**WHAT IS EXPECTED**
From the records below, print exactly the lines starting at the one containing "Target: straw hat" and ending at the one containing "Mark the red painted", ends included, and nothing else.

[Image point grounding data]
%%
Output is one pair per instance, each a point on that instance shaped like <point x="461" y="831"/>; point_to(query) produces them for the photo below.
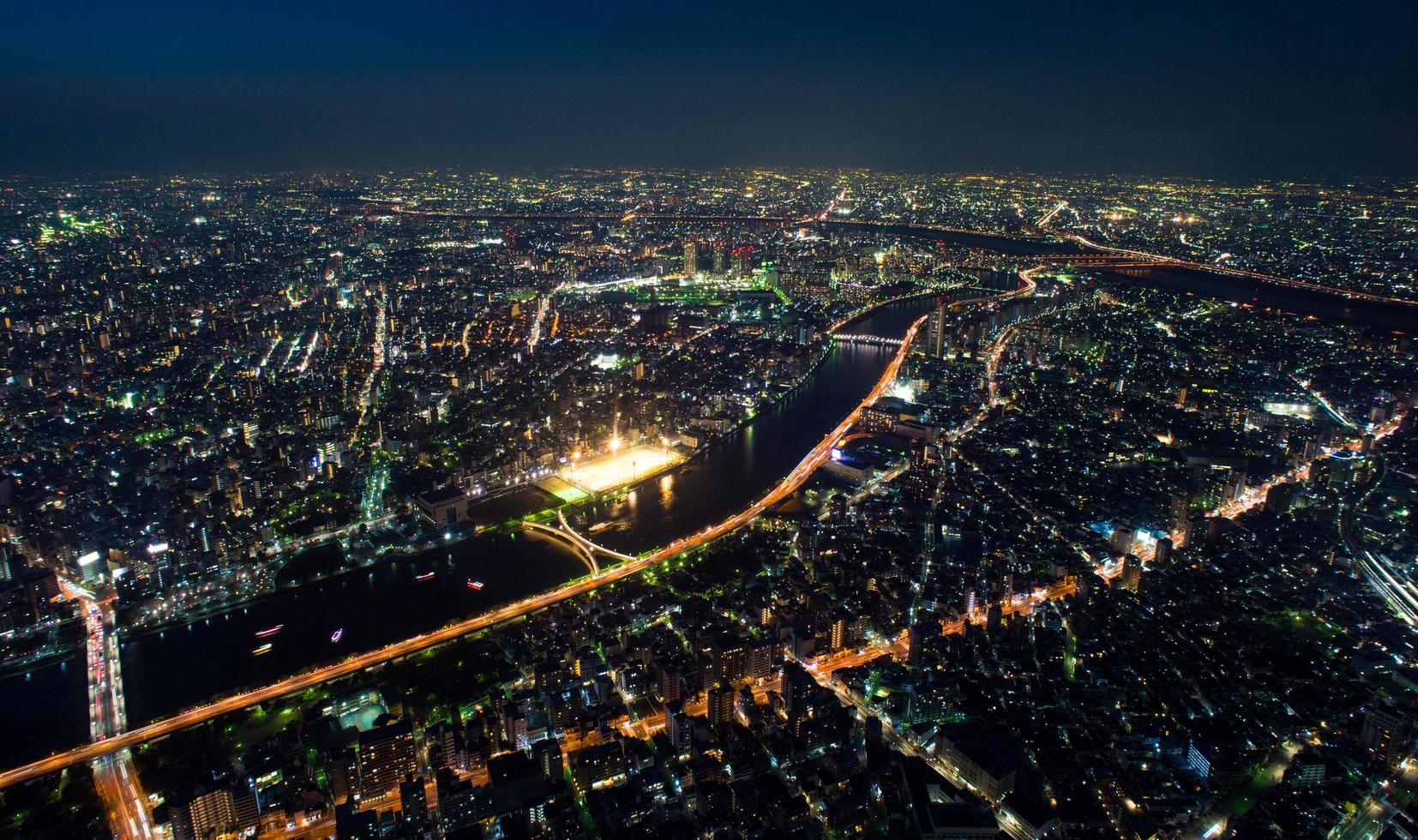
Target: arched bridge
<point x="583" y="547"/>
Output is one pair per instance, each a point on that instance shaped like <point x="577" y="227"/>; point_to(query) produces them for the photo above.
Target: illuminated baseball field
<point x="618" y="468"/>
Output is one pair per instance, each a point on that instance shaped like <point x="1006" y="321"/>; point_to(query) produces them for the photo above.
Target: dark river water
<point x="165" y="672"/>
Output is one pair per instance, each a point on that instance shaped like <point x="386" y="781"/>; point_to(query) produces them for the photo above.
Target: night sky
<point x="1234" y="89"/>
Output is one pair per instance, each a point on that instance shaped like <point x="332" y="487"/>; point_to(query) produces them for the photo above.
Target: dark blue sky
<point x="1227" y="89"/>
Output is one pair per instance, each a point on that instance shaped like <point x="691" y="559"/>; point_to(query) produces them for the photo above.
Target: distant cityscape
<point x="735" y="503"/>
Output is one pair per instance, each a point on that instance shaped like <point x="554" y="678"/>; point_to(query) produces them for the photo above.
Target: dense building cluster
<point x="1102" y="560"/>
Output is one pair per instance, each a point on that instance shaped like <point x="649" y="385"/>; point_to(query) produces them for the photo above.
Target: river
<point x="180" y="666"/>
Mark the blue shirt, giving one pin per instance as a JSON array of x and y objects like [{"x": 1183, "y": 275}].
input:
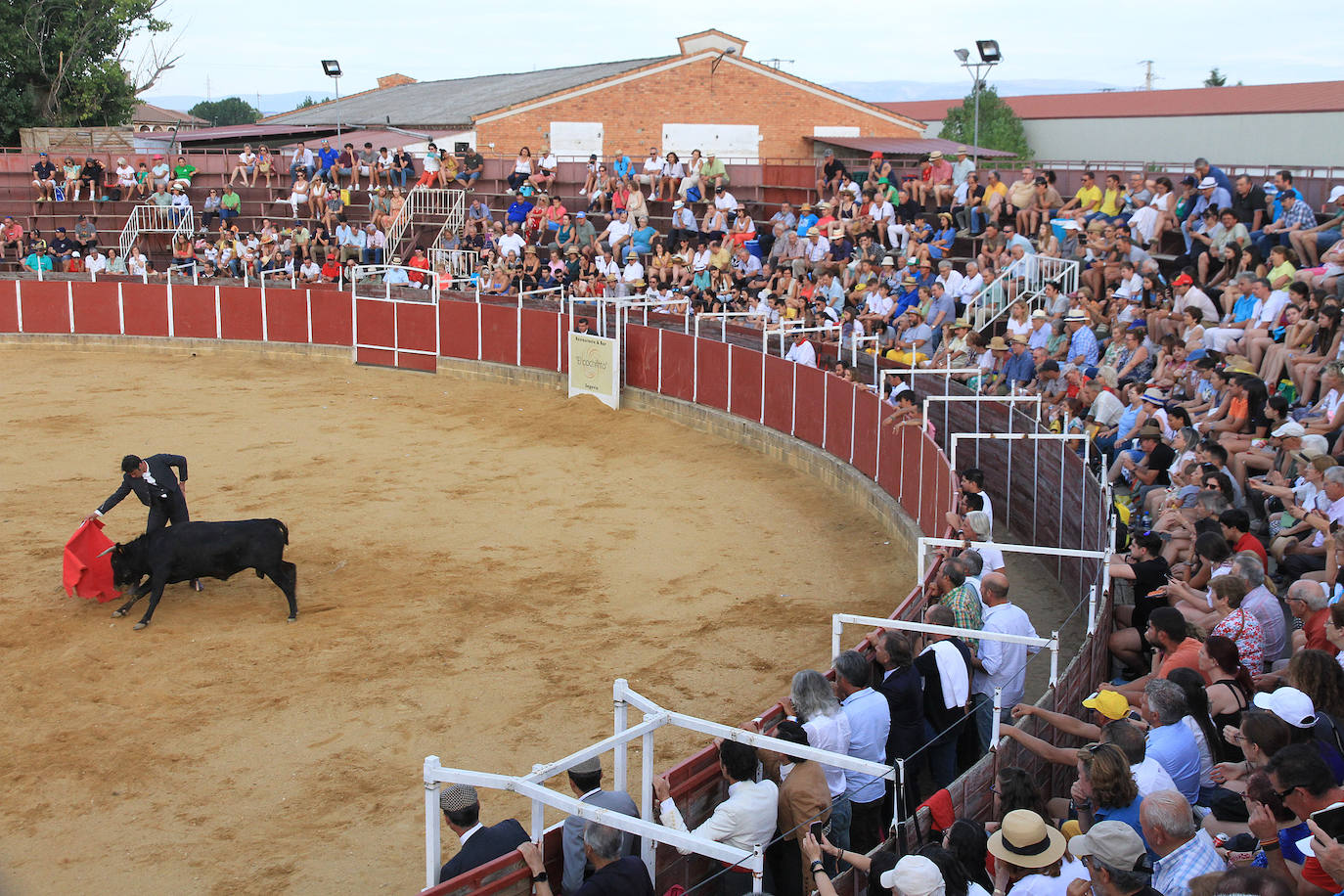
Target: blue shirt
[
  {"x": 1175, "y": 749},
  {"x": 1084, "y": 341},
  {"x": 870, "y": 722}
]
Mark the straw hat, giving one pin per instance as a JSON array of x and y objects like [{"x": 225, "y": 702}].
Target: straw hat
[{"x": 1027, "y": 841}]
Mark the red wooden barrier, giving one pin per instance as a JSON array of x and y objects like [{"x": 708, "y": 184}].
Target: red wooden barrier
[
  {"x": 240, "y": 313},
  {"x": 287, "y": 315},
  {"x": 194, "y": 312},
  {"x": 811, "y": 405},
  {"x": 46, "y": 308},
  {"x": 96, "y": 309},
  {"x": 144, "y": 309},
  {"x": 712, "y": 374}
]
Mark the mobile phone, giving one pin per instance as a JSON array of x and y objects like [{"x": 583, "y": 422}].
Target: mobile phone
[{"x": 1330, "y": 821}]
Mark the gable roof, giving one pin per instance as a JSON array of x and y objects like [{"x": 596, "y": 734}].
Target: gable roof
[
  {"x": 455, "y": 101},
  {"x": 1320, "y": 96}
]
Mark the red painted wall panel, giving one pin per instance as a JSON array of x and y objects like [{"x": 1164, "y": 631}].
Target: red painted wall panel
[
  {"x": 331, "y": 317},
  {"x": 96, "y": 309},
  {"x": 499, "y": 334},
  {"x": 541, "y": 338},
  {"x": 46, "y": 308},
  {"x": 287, "y": 315},
  {"x": 840, "y": 396},
  {"x": 194, "y": 312},
  {"x": 712, "y": 368},
  {"x": 146, "y": 309},
  {"x": 240, "y": 313},
  {"x": 416, "y": 328},
  {"x": 678, "y": 364},
  {"x": 779, "y": 394},
  {"x": 746, "y": 383},
  {"x": 642, "y": 356},
  {"x": 866, "y": 410},
  {"x": 457, "y": 330},
  {"x": 809, "y": 405}
]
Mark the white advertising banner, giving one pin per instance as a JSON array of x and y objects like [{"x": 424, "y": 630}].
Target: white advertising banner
[{"x": 593, "y": 368}]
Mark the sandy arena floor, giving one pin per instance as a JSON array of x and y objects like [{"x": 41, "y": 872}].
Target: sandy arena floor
[{"x": 476, "y": 564}]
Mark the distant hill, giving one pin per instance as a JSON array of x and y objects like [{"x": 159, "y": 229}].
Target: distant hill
[
  {"x": 270, "y": 104},
  {"x": 912, "y": 90}
]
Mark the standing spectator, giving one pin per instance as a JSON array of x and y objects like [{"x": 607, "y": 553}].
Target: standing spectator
[
  {"x": 245, "y": 166},
  {"x": 744, "y": 820},
  {"x": 463, "y": 812},
  {"x": 586, "y": 784},
  {"x": 999, "y": 664},
  {"x": 1183, "y": 852},
  {"x": 301, "y": 162},
  {"x": 45, "y": 179},
  {"x": 945, "y": 665},
  {"x": 870, "y": 723}
]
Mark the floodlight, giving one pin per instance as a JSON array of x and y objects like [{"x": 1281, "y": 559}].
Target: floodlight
[{"x": 989, "y": 50}]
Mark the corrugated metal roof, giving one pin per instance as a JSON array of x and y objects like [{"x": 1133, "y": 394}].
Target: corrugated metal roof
[
  {"x": 1319, "y": 96},
  {"x": 455, "y": 101},
  {"x": 905, "y": 146}
]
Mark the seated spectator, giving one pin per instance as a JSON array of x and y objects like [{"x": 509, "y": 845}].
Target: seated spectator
[
  {"x": 478, "y": 844},
  {"x": 744, "y": 820}
]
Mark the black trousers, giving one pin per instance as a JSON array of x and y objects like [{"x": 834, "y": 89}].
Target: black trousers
[{"x": 172, "y": 510}]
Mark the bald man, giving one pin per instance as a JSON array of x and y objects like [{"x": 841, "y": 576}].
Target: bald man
[{"x": 998, "y": 662}]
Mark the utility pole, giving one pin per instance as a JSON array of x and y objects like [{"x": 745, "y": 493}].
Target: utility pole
[{"x": 1148, "y": 72}]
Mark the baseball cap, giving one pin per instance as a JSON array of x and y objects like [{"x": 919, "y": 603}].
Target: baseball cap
[
  {"x": 1107, "y": 702},
  {"x": 915, "y": 876},
  {"x": 1113, "y": 842},
  {"x": 1289, "y": 704}
]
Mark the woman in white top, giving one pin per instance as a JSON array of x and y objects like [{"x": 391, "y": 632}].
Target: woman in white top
[
  {"x": 297, "y": 194},
  {"x": 812, "y": 701},
  {"x": 521, "y": 169},
  {"x": 246, "y": 166},
  {"x": 693, "y": 173},
  {"x": 672, "y": 173},
  {"x": 546, "y": 166}
]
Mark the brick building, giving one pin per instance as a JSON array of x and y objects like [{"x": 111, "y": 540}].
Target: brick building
[{"x": 707, "y": 96}]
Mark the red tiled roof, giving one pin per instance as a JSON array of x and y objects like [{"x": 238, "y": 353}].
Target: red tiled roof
[{"x": 1320, "y": 96}]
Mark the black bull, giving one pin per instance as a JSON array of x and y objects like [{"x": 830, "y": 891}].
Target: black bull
[{"x": 201, "y": 550}]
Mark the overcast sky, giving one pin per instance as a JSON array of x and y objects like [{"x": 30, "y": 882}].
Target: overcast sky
[{"x": 276, "y": 47}]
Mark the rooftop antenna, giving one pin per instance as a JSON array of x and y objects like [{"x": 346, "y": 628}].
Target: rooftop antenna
[{"x": 1148, "y": 74}]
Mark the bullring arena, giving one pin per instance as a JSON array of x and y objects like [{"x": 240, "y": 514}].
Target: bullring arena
[{"x": 477, "y": 560}]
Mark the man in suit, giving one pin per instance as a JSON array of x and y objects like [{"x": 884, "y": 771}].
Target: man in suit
[
  {"x": 157, "y": 488},
  {"x": 586, "y": 784},
  {"x": 480, "y": 844}
]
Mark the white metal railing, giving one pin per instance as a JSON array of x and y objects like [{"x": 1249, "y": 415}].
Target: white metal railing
[
  {"x": 155, "y": 219},
  {"x": 1023, "y": 280},
  {"x": 431, "y": 205}
]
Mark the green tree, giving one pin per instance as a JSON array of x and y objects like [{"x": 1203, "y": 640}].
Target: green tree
[
  {"x": 64, "y": 65},
  {"x": 230, "y": 111},
  {"x": 1000, "y": 128}
]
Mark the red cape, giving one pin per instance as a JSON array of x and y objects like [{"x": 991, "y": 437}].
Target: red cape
[{"x": 83, "y": 572}]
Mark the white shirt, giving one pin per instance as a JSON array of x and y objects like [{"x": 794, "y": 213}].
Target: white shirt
[
  {"x": 805, "y": 355},
  {"x": 829, "y": 733},
  {"x": 744, "y": 820},
  {"x": 1006, "y": 664}
]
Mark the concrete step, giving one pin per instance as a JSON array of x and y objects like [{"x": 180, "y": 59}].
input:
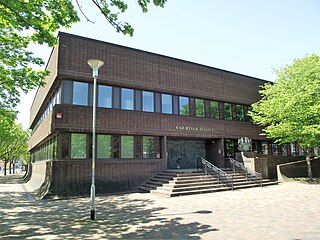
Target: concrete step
[
  {"x": 183, "y": 182},
  {"x": 189, "y": 188},
  {"x": 189, "y": 192}
]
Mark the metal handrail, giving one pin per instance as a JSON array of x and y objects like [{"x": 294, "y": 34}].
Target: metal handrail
[
  {"x": 247, "y": 172},
  {"x": 221, "y": 176}
]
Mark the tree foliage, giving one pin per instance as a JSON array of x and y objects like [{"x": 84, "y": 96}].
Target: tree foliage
[
  {"x": 289, "y": 109},
  {"x": 36, "y": 21}
]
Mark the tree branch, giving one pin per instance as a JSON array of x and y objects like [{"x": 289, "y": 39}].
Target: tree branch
[{"x": 80, "y": 8}]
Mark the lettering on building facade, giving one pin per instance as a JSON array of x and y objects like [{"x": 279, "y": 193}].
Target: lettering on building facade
[{"x": 194, "y": 129}]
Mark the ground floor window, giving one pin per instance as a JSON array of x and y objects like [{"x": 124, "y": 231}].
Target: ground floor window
[
  {"x": 78, "y": 145},
  {"x": 104, "y": 146},
  {"x": 126, "y": 146},
  {"x": 231, "y": 147},
  {"x": 148, "y": 147}
]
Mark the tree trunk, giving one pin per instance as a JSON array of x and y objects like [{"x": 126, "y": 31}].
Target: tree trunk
[
  {"x": 309, "y": 163},
  {"x": 5, "y": 168}
]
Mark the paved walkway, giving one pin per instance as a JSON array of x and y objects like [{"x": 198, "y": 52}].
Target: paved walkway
[{"x": 287, "y": 211}]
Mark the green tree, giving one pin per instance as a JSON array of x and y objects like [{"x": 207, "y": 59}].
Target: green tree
[
  {"x": 289, "y": 108},
  {"x": 13, "y": 142},
  {"x": 36, "y": 21}
]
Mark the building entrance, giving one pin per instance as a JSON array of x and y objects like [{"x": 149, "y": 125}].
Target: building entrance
[{"x": 182, "y": 153}]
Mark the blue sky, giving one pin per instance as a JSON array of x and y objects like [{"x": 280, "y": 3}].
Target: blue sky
[{"x": 244, "y": 36}]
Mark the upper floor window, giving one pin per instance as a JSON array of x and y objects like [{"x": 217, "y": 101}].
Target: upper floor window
[
  {"x": 199, "y": 107},
  {"x": 240, "y": 113},
  {"x": 78, "y": 145},
  {"x": 127, "y": 99},
  {"x": 184, "y": 106},
  {"x": 214, "y": 109},
  {"x": 227, "y": 111},
  {"x": 147, "y": 101},
  {"x": 104, "y": 96},
  {"x": 166, "y": 103},
  {"x": 80, "y": 93}
]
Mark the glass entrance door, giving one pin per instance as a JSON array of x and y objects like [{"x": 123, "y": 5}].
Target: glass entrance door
[{"x": 182, "y": 153}]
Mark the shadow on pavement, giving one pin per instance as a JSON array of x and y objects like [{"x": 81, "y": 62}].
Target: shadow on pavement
[{"x": 118, "y": 216}]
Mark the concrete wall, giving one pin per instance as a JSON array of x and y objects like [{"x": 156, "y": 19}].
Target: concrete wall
[
  {"x": 265, "y": 164},
  {"x": 66, "y": 178}
]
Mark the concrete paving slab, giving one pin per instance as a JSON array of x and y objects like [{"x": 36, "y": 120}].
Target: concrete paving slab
[{"x": 286, "y": 211}]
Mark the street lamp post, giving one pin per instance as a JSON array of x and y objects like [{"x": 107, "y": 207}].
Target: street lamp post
[{"x": 95, "y": 64}]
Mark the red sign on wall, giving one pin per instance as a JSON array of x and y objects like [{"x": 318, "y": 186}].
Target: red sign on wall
[{"x": 58, "y": 115}]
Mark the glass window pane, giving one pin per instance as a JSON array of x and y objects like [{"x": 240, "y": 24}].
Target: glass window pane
[
  {"x": 147, "y": 101},
  {"x": 227, "y": 111},
  {"x": 65, "y": 142},
  {"x": 116, "y": 98},
  {"x": 199, "y": 107},
  {"x": 214, "y": 109},
  {"x": 148, "y": 147},
  {"x": 166, "y": 103},
  {"x": 127, "y": 99},
  {"x": 137, "y": 96},
  {"x": 104, "y": 146},
  {"x": 80, "y": 93},
  {"x": 184, "y": 106},
  {"x": 158, "y": 102},
  {"x": 240, "y": 113},
  {"x": 115, "y": 146},
  {"x": 78, "y": 145},
  {"x": 105, "y": 96},
  {"x": 126, "y": 146}
]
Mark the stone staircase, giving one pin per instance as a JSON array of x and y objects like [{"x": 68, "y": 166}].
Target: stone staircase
[{"x": 171, "y": 183}]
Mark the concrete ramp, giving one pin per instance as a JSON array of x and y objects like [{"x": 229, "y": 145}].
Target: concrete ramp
[{"x": 39, "y": 183}]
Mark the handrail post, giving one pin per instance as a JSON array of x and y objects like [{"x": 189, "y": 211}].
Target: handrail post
[
  {"x": 233, "y": 166},
  {"x": 232, "y": 183}
]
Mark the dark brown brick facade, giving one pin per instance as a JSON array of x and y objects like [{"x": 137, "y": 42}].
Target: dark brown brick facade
[{"x": 130, "y": 68}]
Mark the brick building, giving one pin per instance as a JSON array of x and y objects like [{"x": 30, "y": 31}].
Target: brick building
[{"x": 153, "y": 113}]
%%
**COMPLETED TASK**
Target: straw hat
[{"x": 1027, "y": 841}]
Mark the red wooden barrier, giving one pin per instance as a JSON array of x and y objects like [{"x": 708, "y": 184}].
Target: red wooden barrier
[
  {"x": 240, "y": 313},
  {"x": 287, "y": 315},
  {"x": 194, "y": 312},
  {"x": 811, "y": 405},
  {"x": 46, "y": 308},
  {"x": 96, "y": 309},
  {"x": 144, "y": 309},
  {"x": 712, "y": 374}
]
Mark the mobile phone, giving one pin per instance as a JSON array of x and y objects like [{"x": 583, "y": 422}].
Target: mobile phone
[{"x": 1330, "y": 821}]
Mark the gable roof, giving one pin per instance as a JSON array of x and y objects like [{"x": 596, "y": 734}].
Target: gable roof
[
  {"x": 455, "y": 101},
  {"x": 1320, "y": 96}
]
Mark the red painted wall panel, giving one pin per instance as a JSON array of x and y objects like [{"x": 1164, "y": 631}].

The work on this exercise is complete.